### [What this task involves]
Print, please, the line that contains "structure and record integer pixel coordinates." and each line after it to the end of the entries, unchanged and with nothing else.

### [Records for this task]
· · · ·
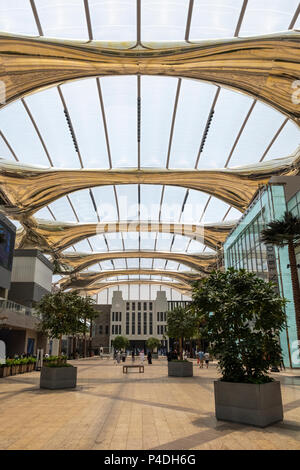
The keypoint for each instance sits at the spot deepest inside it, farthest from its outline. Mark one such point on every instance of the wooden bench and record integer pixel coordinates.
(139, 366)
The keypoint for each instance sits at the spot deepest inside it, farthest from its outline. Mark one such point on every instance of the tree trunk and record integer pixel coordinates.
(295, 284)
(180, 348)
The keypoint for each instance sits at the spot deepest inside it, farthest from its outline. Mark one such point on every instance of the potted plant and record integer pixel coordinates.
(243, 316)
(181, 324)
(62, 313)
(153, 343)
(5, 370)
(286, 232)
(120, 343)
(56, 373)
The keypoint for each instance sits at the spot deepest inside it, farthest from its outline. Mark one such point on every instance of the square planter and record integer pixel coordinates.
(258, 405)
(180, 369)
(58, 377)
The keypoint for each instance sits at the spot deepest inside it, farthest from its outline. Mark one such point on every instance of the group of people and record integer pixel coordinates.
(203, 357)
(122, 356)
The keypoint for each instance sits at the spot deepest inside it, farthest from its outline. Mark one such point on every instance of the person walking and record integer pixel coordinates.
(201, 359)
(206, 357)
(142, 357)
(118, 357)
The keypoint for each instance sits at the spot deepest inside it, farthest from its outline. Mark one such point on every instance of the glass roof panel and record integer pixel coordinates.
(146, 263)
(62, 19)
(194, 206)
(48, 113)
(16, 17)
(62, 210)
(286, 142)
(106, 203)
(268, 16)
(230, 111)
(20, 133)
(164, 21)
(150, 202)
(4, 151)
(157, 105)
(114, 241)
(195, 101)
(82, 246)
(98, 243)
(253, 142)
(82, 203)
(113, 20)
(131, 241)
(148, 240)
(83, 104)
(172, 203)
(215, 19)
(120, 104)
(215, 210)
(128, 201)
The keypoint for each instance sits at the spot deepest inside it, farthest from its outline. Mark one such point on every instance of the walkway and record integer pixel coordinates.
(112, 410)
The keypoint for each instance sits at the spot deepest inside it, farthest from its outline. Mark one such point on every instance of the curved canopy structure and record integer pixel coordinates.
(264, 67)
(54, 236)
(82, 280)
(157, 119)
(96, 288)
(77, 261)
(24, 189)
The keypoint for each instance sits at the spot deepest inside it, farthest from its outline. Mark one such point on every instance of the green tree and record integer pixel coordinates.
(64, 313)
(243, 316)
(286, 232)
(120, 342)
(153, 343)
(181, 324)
· · · ·
### [Written reply]
The keypoint for each instance sits at the spot deepest inside it, farthest from its outline. Mark one such point on every instance of the curved canopy structure and record integer pixel coordinates.
(264, 67)
(54, 236)
(82, 280)
(157, 119)
(96, 288)
(77, 261)
(24, 189)
The keypoint for each instance sits at the spot deepest inside it, farthest from its outline. Mark one such point on every instance of the green tree and record integer pixel coordinates.
(64, 313)
(243, 316)
(286, 232)
(120, 342)
(153, 343)
(181, 324)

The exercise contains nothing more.